WHAT YOU WILL DO: Please print the following lines exactly as they appear, every one of them.

-------- SOURCE MATERIAL

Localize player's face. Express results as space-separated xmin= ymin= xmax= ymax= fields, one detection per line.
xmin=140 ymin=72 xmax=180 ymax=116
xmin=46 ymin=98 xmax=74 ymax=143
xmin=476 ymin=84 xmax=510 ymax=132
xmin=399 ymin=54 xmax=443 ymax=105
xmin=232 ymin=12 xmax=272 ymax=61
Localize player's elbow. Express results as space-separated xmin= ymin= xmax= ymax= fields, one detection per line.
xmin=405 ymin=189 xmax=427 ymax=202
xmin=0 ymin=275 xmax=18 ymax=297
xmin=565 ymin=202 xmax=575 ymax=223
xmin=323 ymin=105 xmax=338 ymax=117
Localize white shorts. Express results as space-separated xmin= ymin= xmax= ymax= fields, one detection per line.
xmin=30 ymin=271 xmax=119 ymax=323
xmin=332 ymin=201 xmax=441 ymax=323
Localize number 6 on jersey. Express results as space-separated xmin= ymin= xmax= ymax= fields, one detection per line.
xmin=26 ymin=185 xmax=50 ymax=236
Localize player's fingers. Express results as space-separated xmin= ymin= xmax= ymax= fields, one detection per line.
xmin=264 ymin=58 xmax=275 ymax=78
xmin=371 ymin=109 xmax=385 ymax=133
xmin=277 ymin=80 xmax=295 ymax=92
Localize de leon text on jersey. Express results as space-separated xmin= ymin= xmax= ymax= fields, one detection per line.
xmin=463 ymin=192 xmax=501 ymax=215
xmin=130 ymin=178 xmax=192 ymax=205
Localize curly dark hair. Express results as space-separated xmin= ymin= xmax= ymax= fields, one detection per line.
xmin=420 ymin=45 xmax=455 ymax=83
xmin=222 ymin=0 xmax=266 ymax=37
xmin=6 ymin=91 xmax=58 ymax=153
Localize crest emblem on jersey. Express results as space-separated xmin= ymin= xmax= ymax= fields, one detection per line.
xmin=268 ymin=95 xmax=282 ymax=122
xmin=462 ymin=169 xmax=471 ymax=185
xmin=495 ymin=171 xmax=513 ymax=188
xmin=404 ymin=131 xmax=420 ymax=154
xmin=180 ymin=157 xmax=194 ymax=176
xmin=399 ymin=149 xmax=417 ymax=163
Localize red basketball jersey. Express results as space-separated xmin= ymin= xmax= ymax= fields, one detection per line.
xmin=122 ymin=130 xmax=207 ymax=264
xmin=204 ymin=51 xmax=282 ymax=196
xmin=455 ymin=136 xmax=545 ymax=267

----------------

SOLUTION TO THE PROBLEM:
Localize player's face. Express results as space-separated xmin= ymin= xmax= ymax= fields, one detection per line.
xmin=140 ymin=72 xmax=180 ymax=116
xmin=46 ymin=98 xmax=74 ymax=143
xmin=476 ymin=84 xmax=510 ymax=132
xmin=399 ymin=54 xmax=443 ymax=105
xmin=232 ymin=12 xmax=272 ymax=61
Localize player's elbow. Express results as space-separated xmin= ymin= xmax= ymax= fields, one detection per line.
xmin=405 ymin=189 xmax=427 ymax=202
xmin=0 ymin=275 xmax=18 ymax=297
xmin=565 ymin=202 xmax=575 ymax=223
xmin=323 ymin=105 xmax=338 ymax=117
Localize white shorts. Express results as space-separated xmin= ymin= xmax= ymax= fields, one detection per line.
xmin=30 ymin=271 xmax=119 ymax=323
xmin=332 ymin=201 xmax=441 ymax=323
Localize number 6 on jersey. Express results as space-separated xmin= ymin= xmax= ymax= fields, one detection per line.
xmin=26 ymin=185 xmax=50 ymax=236
Localize player's fingers. Express results as space-separated xmin= ymin= xmax= ymax= fields, one detection per line.
xmin=264 ymin=58 xmax=275 ymax=78
xmin=371 ymin=109 xmax=385 ymax=133
xmin=277 ymin=80 xmax=295 ymax=92
Localize de leon text on jersey. Express results as space-separated xmin= ymin= xmax= ymax= fields, one detection per line.
xmin=463 ymin=192 xmax=501 ymax=215
xmin=130 ymin=178 xmax=192 ymax=205
Localize curly dark hair. Express results as space-separated xmin= ymin= xmax= ymax= fields, one detection per line.
xmin=420 ymin=45 xmax=455 ymax=83
xmin=222 ymin=0 xmax=266 ymax=37
xmin=6 ymin=91 xmax=58 ymax=153
Localize crest emblem on jersey. Express results as space-separated xmin= ymin= xmax= ymax= fields, one detection per line.
xmin=268 ymin=95 xmax=282 ymax=122
xmin=462 ymin=169 xmax=471 ymax=185
xmin=495 ymin=171 xmax=513 ymax=188
xmin=404 ymin=131 xmax=420 ymax=154
xmin=180 ymin=157 xmax=194 ymax=176
xmin=399 ymin=149 xmax=417 ymax=163
Localize red basketball jersey. Express results as space-separated xmin= ymin= xmax= ymax= fields, one detection per line.
xmin=122 ymin=130 xmax=207 ymax=264
xmin=204 ymin=51 xmax=282 ymax=196
xmin=455 ymin=136 xmax=545 ymax=267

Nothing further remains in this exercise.